*** Text section ***

HIL simulation process

2.4 Network and software and hardware integration

This proposal validates the network and hardware and software integration by using the dlls as shown in Fig. 8. Once the software is coded, the software outputs must be equal or very close to the values provided by the Simulink® models despite the SM interactions. This point is checked by using the dlls that allow comparing the HIL results when running a test-case with the outputs provided by dlls. The same explanation can be used for vehicles as the data acquisition can be injected into the Simulink® models, and both results can be compared.

Regarding the network, it is tested when using prototype vehicles in real conditions. Not all SMs implemented in the software exchange information with other ECUs. All these aspects are considered in Fig. 4 where the reader can find state F10 which assesses if the SM under validation has an impact on the network. If an SM must be validated and prototype vehicles with all ECUs properly updated are not available (specially at the beginning of the project), HIL simulations are used considering that the frames are simulated by using a model (this situation has also been considered in Fig. 4).

2.5 Traditional techniques

The following techniques were used in this research.

  1. (a)

***

• [Written instruction 1]: Please gather every line of the records that contains the string "green", treating uppercase and lowercase as different, and copy each of those lines.

*** Data lines ***

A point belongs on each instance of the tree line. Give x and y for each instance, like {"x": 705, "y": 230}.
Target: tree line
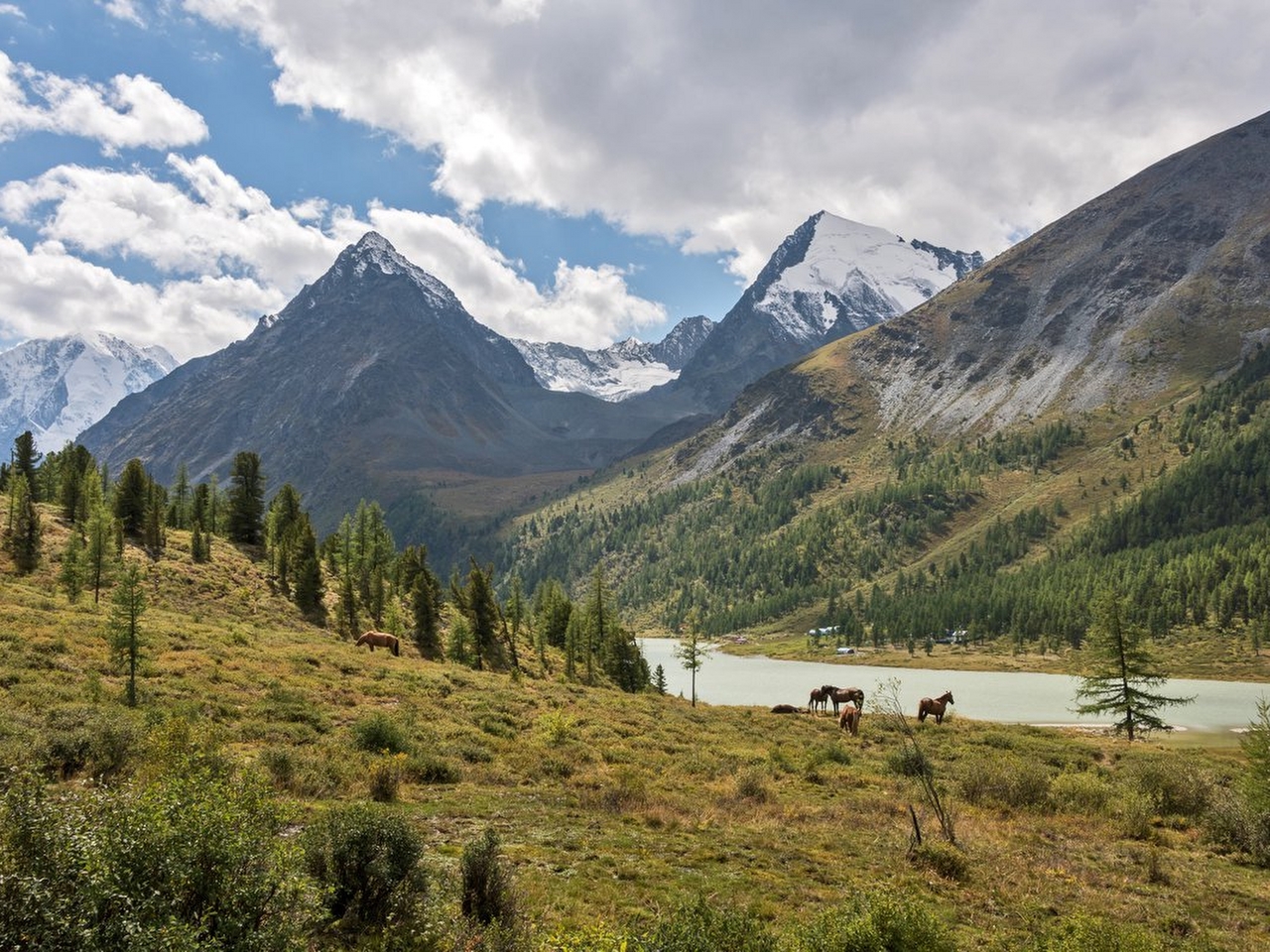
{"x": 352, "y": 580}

***
*** Data lines ***

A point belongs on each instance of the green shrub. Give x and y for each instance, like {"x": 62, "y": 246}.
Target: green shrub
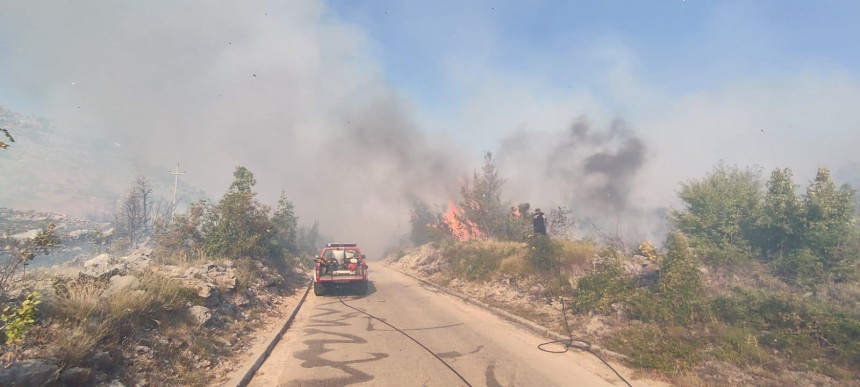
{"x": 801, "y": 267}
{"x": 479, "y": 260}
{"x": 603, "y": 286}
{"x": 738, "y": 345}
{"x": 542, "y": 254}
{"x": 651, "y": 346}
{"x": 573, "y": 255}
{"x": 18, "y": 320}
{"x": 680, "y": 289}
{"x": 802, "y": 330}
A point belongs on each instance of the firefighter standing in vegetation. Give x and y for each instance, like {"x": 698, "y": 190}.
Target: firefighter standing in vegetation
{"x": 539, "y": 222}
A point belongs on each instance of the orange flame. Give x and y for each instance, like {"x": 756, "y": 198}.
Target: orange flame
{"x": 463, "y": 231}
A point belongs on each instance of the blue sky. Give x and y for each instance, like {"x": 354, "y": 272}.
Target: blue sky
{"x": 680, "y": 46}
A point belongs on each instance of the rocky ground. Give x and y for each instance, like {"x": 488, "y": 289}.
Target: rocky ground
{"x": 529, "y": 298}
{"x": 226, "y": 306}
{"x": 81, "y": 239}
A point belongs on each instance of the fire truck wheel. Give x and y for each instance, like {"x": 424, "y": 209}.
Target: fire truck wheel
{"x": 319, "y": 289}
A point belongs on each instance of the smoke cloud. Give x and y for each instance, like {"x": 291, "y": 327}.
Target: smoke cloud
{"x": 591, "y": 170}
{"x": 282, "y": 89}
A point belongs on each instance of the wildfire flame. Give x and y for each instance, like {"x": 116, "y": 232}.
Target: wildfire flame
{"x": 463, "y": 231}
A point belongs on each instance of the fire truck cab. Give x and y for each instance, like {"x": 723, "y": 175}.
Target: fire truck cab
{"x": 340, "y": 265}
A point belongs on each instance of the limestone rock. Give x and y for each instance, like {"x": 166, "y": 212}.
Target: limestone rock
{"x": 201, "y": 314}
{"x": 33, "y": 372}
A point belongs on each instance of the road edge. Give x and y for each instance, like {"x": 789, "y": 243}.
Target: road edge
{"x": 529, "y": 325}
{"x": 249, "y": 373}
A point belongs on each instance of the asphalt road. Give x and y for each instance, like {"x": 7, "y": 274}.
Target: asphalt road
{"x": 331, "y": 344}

***

• [Written instruction 2]: According to the HIL simulation text, which state in Fig. 4 assesses whether the SM under validation has an impact on the network?

• [Written response 1]:
A point belongs on each instance of the green shrub. Give x and y for each instance, like {"x": 62, "y": 246}.
Target: green shrub

• [Written response 2]: State F10.